_What is required_
Copy each line of the listing below exactly.

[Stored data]
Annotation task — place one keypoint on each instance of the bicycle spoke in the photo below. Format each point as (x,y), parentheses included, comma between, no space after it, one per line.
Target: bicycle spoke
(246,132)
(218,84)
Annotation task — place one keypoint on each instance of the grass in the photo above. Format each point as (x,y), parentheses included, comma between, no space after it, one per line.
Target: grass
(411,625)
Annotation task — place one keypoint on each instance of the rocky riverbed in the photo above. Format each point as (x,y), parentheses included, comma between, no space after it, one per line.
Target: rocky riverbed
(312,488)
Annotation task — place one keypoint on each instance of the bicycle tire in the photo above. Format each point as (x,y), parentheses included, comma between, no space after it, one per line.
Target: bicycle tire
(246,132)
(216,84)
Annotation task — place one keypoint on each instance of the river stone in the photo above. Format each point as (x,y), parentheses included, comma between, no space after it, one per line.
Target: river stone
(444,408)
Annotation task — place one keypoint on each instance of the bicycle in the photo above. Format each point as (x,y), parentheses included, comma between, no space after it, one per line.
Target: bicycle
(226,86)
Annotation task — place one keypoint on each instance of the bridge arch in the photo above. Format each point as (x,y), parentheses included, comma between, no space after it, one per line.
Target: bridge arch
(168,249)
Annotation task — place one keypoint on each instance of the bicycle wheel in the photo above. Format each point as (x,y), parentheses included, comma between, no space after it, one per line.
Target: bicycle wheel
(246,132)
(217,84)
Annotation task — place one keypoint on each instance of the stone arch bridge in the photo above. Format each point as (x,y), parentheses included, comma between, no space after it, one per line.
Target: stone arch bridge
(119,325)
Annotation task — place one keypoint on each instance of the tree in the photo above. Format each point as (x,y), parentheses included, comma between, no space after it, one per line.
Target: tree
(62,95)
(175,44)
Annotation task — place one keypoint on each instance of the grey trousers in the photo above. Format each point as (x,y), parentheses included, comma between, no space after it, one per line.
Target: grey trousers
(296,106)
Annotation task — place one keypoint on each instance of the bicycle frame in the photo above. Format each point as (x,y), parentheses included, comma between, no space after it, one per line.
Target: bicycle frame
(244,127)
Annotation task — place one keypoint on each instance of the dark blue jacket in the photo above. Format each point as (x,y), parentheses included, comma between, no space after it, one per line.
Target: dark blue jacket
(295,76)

_Written reply_
Annotation task — place one keypoint on each instance of the bicycle spoke in the photo below. Format each point as (x,y), parentheses included, comma between, no space after it, one per line.
Target: bicycle spoke
(246,132)
(218,84)
Annotation task — place one keypoint on each instance of the grass in the photo above. Format each point as (x,y), parentheses included, comma between, no space after it, one per line.
Target: grass
(411,625)
Annotation task — place one keypoint on each instance of the rocky riverbed in the photo above. Format each point as (x,y), parentheses included, comma between, no space after it, one per line.
Target: rocky riverbed
(312,488)
Annotation task — place one keypoint on each instance of the bicycle tire in the photo above. Format each point as (x,y), parentheses included, comma between, no space after it, one per line.
Target: bicycle tire
(246,132)
(216,84)
Annotation task — place one keypoint on each instance of the river stone in the photo above. Format each point as (x,y), parentheses included, comma between, no space after it, one per line.
Target: river stone
(444,408)
Annotation task — place one keypoint on each instance of the bicycle in the photo above. Format each point as (x,y), parentheses included, comma between, no space after it, one per line.
Target: bicycle
(226,86)
Annotation task — place one keypoint on each instance of the bridge arch in the photo above. Format each point as (x,y), parentheses included, comma between, no space after it, one per line.
Target: bridge arch
(168,249)
Annotation task — place one keypoint on each instance of the bicycle wheel in the photo above. Format each point as (x,y), parentheses included, comma between, no space after it, one per line.
Target: bicycle wheel
(246,132)
(217,84)
Annotation task — place one keypoint on each instance of the stone arch bridge in the photo above. Format each point as (x,y), parentheses included, comma between, no space after it, one per line.
Target: stone arch bridge
(119,325)
Annotation task — place one keypoint on each instance of the tree in the photo above. Format each point as (x,y), parentheses included, comma between, no space after it, one per line.
Target: tree
(62,95)
(175,44)
Annotation task — place one keypoint on each instance of the grey trousers in the photo above. Format each point as (x,y), parentheses included, comma between, no space after it, one per line.
Target: grey trousers
(296,106)
Annotation task — place one keypoint on each instance of the bicycle frame in the photo above. Format each point as (x,y), parentheses included, comma between, no space after it, one per line.
Target: bicycle frame
(244,127)
Annotation task — place one keypoint on each instance of the dark blue jacket in the photo above. Format each point as (x,y), parentheses included, comma between, no space after it, one per line.
Target: dark blue jacket
(295,76)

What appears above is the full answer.